• **Stated task a**
Please reproduce the records line for line, starting at the beginning of the records and going on through the line with "[839,547,857,618]", and leave the pictures out of your answer.

• **Extracted text**
↓

For starters Novell owns the Banshee name, logo and icon. One might think that pretty much seals the deal?
Another point of interest is that “one of the purposes building Banshee was to showcase building an application on Mono.”
There’s also this bit right there on the Banshee “About” Page:
Novell employs Aaron and Gabriel Burt to work on Banshee.
So, just going by Mr. Loretz’s own numbers, at least 70.4% of the code contributions came from the 2 developers Novell is paying to work on Banshee.
So, Novell owns the project name and likeness, and pays for the overwhelming majority of the actual code, but it’s not a “Novell project”?
I guess this is similar logic to how the CodePlex Foundation is not a Microsoft organization?
Here’s your fries, sir. By the way, I really like to think of myself as an actor.
As far as Banshee being a “GNOME project” – Mr. Loretz’s other prong of argument - Banshee is not on the list of GNOME projects, although I’m sure Team Mono is doing everything they can to get that damned Rhythmbox off the list and replace it with Banshee.

↑

Coordinate annotation records
↓

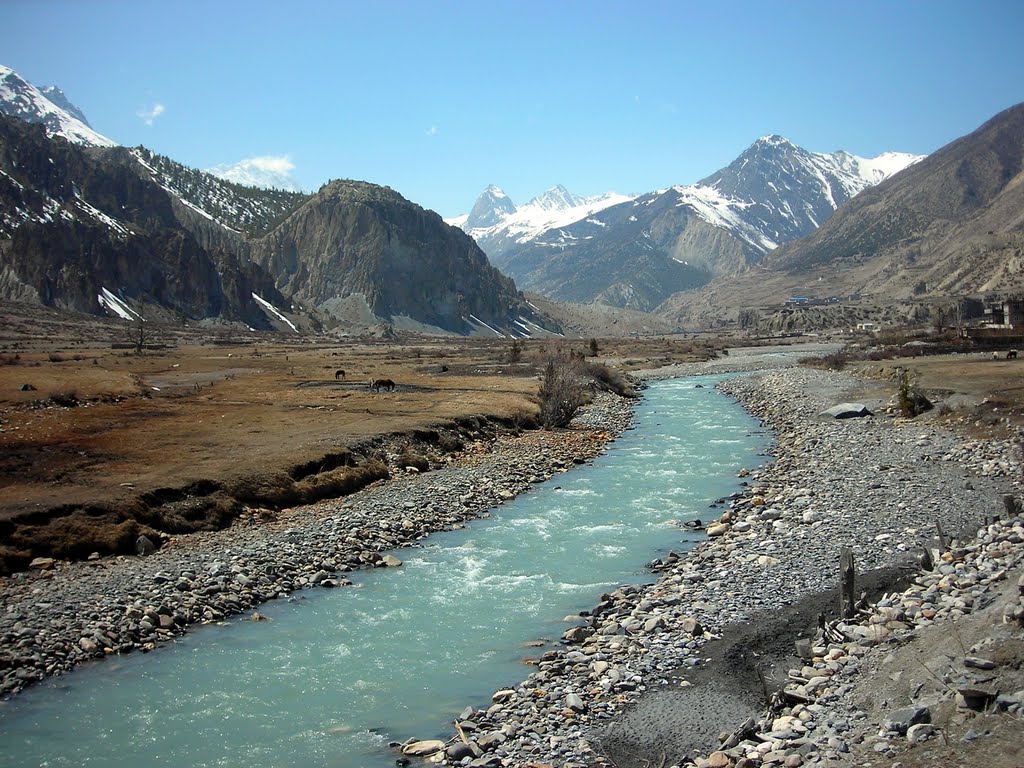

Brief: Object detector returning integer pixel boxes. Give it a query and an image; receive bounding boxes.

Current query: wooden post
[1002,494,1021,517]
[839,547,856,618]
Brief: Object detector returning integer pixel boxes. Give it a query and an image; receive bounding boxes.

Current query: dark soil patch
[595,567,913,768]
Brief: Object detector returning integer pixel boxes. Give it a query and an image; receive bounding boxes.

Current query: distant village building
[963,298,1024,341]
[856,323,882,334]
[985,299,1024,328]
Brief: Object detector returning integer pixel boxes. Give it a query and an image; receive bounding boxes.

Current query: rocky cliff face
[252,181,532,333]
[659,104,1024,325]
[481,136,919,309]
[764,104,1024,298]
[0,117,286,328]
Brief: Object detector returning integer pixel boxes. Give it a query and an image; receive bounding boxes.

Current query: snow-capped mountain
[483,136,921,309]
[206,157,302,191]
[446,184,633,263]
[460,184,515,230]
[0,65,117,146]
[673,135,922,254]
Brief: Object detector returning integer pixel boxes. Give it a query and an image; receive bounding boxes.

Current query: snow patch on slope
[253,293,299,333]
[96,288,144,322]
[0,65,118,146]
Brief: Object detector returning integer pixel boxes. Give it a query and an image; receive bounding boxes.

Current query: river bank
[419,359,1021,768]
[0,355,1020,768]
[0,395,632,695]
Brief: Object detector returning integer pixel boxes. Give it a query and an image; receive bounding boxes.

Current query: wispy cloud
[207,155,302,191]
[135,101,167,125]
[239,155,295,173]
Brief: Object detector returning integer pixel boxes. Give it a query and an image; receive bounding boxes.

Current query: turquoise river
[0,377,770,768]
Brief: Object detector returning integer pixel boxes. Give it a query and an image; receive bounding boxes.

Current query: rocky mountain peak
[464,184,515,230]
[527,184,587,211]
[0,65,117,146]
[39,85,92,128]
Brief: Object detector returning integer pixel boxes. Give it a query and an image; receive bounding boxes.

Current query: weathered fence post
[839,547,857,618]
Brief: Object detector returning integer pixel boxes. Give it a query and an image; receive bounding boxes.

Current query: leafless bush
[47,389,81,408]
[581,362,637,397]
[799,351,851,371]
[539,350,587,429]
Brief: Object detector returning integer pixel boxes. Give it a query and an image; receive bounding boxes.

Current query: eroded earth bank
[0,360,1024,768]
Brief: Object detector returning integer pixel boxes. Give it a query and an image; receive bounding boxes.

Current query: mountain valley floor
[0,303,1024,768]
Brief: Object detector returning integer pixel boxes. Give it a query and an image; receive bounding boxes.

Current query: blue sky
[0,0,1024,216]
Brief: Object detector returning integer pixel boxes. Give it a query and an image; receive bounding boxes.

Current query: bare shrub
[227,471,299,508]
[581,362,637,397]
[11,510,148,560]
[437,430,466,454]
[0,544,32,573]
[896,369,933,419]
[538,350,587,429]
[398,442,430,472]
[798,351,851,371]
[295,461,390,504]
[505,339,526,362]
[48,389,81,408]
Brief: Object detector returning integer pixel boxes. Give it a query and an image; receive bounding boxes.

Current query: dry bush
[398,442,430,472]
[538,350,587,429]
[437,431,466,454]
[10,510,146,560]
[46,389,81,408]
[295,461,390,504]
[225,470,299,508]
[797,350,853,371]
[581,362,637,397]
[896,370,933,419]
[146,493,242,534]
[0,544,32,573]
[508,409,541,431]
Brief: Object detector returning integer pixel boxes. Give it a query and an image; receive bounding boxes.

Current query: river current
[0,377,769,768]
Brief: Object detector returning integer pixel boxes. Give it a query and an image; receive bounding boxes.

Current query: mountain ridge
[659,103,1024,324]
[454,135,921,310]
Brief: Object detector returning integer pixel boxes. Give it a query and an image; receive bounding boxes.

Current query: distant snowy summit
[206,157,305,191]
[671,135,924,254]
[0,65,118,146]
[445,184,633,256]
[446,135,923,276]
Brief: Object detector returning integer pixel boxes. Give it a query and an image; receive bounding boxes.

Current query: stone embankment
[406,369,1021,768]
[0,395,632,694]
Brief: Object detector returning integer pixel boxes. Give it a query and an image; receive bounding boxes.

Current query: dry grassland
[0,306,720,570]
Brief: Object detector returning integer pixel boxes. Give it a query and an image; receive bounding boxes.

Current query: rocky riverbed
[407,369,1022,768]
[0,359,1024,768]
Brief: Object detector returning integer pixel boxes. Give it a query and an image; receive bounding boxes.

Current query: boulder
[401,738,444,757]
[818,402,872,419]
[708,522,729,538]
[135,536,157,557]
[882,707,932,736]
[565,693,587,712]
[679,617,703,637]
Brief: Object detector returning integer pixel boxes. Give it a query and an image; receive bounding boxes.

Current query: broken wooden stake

↑

• **Stated task b**
In the text about Banshee, why does the writer reject the claim that Banshee is not a Novell project?

• **Exercise response a**
Brief: Object detector returning integer pixel boxes. Give it a query and an image; receive bounding boxes.

Current query: wooden post
[1002,494,1021,517]
[839,547,856,618]
Brief: Object detector returning integer pixel boxes. Give it a query and an image; receive bounding boxes.

Current query: dark soil patch
[595,567,913,768]
Brief: Object detector returning integer pixel boxes. Give it a query and an image; receive bounding boxes.

Current query: distant village building
[963,298,1024,341]
[856,323,882,334]
[985,299,1024,328]
Brief: Object detector returning integer pixel boxes. Give it a query and an image; receive bounding boxes.

Current query: rocky cliff face
[252,181,532,333]
[659,104,1024,325]
[481,136,919,309]
[764,104,1024,298]
[0,117,286,328]
Brief: Object detector returning integer pixel boxes. Give it a query and an image; receive bounding boxes.

Current query: snow-capped mountain
[483,136,921,309]
[206,157,302,191]
[446,184,633,263]
[460,184,515,230]
[0,65,117,146]
[673,135,922,254]
Brief: Object detector returning integer pixel boxes. Give it a query and an image; receive bounding boxes.

Current query: snow patch on slope
[253,293,299,333]
[96,288,144,322]
[0,65,118,146]
Brief: Object detector returning integer pixel boxes. Give it a query and an image; receive bounding boxes.

Current query: river bank
[419,359,1021,768]
[0,355,1020,768]
[0,395,632,695]
Brief: Object detector returning integer pixel boxes. Give it a query and an image; receive bounding boxes.

Current query: wispy cloud
[207,155,302,191]
[135,101,167,125]
[239,155,295,173]
Brief: Object detector returning integer pixel boxes. Give it a query and an image; receive bounding boxes.

Current query: turquoise river
[0,377,770,768]
Brief: Object detector returning integer pixel boxes. Give it a query and an image; receive bounding boxes.

Current query: rocky mountain peak
[464,184,515,230]
[527,184,587,211]
[0,65,117,146]
[39,85,92,128]
Brief: Object detector returning integer pixel boxes. Give it a query and an image; receive bounding boxes.

Current query: weathered fence post
[839,547,857,618]

• **Exercise response b**
Novell owns the Banshee name, logo and icon. It also employs Aaron and Gabriel Burt, and by Mr. Loretz's own numbers those two developers made at least 70.4% of the code contributions. Novell therefore owns the project's name and likeness and pays for the overwhelming majority of its code.